↓↓↓
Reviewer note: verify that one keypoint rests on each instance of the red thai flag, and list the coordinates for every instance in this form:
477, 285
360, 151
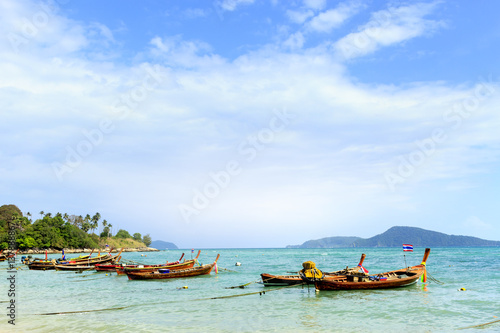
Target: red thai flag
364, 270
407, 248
↑↑↑
↓↓↓
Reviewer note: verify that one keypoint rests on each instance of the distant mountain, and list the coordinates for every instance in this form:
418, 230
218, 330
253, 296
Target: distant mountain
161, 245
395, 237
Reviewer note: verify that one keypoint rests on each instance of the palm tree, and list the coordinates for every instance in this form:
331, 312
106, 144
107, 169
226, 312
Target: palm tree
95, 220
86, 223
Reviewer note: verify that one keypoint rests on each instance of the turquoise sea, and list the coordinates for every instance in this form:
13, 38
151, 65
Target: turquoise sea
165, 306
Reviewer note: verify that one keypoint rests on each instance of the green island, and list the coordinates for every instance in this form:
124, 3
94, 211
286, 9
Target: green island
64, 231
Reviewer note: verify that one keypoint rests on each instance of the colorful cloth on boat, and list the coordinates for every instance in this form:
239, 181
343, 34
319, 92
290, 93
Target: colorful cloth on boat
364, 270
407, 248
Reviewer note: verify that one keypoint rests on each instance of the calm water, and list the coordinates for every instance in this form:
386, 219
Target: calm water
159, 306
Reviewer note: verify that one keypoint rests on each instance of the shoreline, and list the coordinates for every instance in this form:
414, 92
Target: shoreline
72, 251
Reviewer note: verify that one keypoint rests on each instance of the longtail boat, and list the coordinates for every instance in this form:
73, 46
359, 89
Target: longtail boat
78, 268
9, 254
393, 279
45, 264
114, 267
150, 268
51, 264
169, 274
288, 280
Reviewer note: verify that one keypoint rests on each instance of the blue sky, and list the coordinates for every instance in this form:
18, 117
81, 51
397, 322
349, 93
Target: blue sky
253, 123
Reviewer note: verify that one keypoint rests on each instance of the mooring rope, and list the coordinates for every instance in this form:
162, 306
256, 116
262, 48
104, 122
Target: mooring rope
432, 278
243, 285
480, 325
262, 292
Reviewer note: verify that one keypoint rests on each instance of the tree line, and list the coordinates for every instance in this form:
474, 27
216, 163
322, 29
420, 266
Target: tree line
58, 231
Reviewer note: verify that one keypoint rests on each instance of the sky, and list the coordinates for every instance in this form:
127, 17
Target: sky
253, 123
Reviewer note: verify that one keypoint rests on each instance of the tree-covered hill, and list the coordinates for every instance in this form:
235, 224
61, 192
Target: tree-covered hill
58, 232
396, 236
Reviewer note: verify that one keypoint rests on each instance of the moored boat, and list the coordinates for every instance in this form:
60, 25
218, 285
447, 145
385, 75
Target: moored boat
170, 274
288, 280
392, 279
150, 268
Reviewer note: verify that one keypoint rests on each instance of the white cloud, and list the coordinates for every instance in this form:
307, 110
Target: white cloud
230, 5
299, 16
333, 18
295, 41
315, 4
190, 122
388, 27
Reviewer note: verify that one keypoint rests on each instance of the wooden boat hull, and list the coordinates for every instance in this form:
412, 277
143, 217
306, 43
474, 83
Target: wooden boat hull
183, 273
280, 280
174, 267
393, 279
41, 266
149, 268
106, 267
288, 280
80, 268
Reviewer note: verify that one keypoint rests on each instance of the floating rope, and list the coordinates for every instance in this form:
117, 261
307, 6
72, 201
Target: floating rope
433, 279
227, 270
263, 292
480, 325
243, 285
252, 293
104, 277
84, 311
↑↑↑
# [Task instructions]
Find every line in the items above that contains the word "moored", and copy each of those lines in full.

# [Answer in full]
Reviewer note: verify that one keypoint rests on each instance of the moored boat, and list the coordinates for every instance in this form:
Target: moored boat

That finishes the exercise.